To do
- A) Transcribe the passage on biodiversity below, starting at "Why is it important?" and ending at "our local biodiversity.".
- B) Write the next part of the passage on biodiversity, picking up after its final sentence.

[Selected text — start]

What is biodiversity?
Biodiversity is the short term used for ‘biological diversity’, which is ‘the total variety of all living plants and animals, and the habitats in which they live’. The biodiversity we see today is the result of millions of years of evolution, shaped by natural processes and, increasingly, by the influence of humans. It is found all around us, in our gardens, parks, woodlands, fields, mountains, lakes and rivers and in our coastal and marine habitats.
Why is it important?
Biodiversity is a key measure of the health of our planet and therefore vital for our survival. We are part of biodiversity and depend on it for our quality of life. Biodiversity impacts on every aspect of our lives. It not only provides the air that we breathe and the food that we eat; it also helps to create a pleasant environment for us to live in by adding variety to our surroundings.
Biodiversity is an important part of our cultural heritage. It is important in defining local character and distinctiveness, and has helped shape our culture and inspire our poets, painters, writers and composers. The many benefits of biodiversity highlight why we need to ensure that we halt the loss and work together to protect, and where achievable, restore and enhance our local biodiversity.

[Selected text — finish]
[Data for review — start]

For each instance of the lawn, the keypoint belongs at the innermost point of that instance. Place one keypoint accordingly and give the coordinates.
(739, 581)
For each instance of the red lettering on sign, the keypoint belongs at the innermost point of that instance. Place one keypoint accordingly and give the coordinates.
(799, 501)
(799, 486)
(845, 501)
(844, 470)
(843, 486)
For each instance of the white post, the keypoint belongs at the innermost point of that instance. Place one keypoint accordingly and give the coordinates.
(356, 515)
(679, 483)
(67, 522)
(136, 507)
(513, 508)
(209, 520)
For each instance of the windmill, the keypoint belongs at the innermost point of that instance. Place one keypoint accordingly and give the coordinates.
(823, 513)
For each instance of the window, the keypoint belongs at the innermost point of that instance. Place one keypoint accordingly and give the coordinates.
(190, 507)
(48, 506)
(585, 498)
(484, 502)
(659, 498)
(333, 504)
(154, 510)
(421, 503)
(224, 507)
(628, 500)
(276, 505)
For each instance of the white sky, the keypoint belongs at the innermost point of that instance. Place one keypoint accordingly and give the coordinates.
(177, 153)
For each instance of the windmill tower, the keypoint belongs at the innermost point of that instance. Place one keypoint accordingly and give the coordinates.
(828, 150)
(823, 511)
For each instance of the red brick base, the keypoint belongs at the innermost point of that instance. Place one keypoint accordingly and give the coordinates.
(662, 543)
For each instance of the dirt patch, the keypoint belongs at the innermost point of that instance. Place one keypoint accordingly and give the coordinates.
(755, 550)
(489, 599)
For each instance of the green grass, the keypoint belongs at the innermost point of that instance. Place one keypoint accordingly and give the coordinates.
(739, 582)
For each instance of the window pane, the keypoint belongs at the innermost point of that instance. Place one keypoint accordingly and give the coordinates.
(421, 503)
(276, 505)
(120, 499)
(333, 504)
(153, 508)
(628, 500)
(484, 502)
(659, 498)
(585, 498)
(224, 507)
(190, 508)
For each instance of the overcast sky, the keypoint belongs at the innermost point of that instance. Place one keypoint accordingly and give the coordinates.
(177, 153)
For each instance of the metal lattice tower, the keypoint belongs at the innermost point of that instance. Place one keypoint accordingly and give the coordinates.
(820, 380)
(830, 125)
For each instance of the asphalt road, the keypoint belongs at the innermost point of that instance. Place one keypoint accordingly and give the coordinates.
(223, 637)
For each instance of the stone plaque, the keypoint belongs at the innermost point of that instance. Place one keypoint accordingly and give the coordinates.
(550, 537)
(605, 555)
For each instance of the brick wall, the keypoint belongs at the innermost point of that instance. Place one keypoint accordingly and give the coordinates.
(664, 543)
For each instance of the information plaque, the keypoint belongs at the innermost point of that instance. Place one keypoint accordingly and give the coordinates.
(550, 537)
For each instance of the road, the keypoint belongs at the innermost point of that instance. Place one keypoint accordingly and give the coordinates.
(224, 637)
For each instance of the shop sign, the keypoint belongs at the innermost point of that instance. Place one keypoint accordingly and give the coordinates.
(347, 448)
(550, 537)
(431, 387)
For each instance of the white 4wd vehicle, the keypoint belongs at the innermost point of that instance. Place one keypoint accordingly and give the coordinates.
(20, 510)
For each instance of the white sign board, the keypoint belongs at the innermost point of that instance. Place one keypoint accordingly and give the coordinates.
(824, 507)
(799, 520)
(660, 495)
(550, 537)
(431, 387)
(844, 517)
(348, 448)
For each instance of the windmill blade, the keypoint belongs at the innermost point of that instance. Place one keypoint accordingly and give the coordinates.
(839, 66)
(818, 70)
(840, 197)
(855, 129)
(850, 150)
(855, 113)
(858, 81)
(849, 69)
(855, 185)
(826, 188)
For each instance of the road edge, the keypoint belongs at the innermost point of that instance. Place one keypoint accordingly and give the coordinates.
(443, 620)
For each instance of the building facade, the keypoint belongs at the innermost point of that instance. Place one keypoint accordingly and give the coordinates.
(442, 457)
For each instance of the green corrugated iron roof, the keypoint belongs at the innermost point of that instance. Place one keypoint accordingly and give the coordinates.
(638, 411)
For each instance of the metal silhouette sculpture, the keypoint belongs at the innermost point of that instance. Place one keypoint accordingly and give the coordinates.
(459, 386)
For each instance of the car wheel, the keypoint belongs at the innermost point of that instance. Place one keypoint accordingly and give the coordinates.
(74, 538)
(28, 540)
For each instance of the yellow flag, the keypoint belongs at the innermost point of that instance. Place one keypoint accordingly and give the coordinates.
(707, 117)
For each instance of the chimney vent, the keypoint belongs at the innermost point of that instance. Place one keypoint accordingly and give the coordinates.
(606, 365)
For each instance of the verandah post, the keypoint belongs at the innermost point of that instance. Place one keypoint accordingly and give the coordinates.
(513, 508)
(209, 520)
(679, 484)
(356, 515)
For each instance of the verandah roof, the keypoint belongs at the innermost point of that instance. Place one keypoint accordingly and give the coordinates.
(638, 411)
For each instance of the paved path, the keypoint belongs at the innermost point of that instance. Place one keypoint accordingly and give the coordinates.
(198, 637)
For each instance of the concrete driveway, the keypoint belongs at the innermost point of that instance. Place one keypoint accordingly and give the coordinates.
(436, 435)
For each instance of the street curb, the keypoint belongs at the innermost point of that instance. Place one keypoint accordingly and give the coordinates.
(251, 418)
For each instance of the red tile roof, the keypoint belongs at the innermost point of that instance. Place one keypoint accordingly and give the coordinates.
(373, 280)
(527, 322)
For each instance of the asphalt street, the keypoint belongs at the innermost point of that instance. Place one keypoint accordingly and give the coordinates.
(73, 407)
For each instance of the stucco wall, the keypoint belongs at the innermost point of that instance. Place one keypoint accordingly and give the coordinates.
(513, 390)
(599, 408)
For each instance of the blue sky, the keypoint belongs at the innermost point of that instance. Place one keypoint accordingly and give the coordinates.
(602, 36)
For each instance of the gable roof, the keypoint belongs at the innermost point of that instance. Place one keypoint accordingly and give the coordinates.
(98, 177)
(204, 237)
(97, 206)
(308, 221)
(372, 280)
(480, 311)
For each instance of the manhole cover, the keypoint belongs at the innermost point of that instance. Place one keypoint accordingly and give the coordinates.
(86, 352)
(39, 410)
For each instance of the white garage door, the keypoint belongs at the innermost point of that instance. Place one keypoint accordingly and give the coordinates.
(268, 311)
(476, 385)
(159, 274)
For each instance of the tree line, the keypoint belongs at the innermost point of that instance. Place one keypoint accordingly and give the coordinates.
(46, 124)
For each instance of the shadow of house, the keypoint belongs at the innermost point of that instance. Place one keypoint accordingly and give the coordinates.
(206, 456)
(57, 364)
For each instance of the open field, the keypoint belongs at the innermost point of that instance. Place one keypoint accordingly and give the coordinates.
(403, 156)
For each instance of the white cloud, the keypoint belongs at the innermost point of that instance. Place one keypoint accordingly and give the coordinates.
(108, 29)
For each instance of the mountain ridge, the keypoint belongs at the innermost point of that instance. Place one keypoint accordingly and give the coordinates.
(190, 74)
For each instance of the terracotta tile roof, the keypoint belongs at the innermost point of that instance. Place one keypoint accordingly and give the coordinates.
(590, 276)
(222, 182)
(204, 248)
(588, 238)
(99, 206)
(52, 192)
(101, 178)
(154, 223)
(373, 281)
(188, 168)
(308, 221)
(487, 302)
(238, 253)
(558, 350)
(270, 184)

[Data for review — finish]

Answers to the tasks
- A)
Why is it important?
Biodiversity is a key measure of the health of our planet and therefore vital for our survival. We are part of biodiversity and depend on it for our quality of life. Biodiversity impacts on every aspect of our lives. It not only provides the air that we breathe and the food that we eat; it also helps to create a pleasant environment for us to live in by adding variety to our surroundings.
Biodiversity is an important part of our cultural heritage. It is important in defining local character and distinctiveness, and has helped shape our culture and inspire our poets, painters, writers and composers. The many benefits of biodiversity highlight why we need to ensure that we halt the loss and work together to protect, and where achievable, restore and enhance our local biodiversity.

- B)
Threats to biodiversity in Newry and Mourne
Many species of plant and animal have adapted to life alongside us. For example, house martins build their nests
on our houses and hedgehogs are one of a number of visitors to our gardens. However, not all plants and animals are able to co-exist with us. Worldwide we are losing biodiversity at an ever-increasing rate as a result of both direct and indirect human activities. The major factors threatening biodiversity globally are habitat loss, pollution, nonnative invasive species and most importantly climate change.
Biodiversity within Newry and Mourne faces similar threats including:
- Development – Habitat loss through development pressures is one of the main threats to biodiversity in Newry and Mourne. Housing and other associated infrastructure can have a number of negative associated environmental impacts many of which can be reduced through better planning. It is also important to retain as many habitats and areas of open space as possible.
- Pollution – Fly tipping and litter left behind by beach visitors, can damage sensitive habitats and kill the species associated with them. Water pollution also has detrimental effects on biodiversity, lowering the number and variety of species found in our loughs and rivers.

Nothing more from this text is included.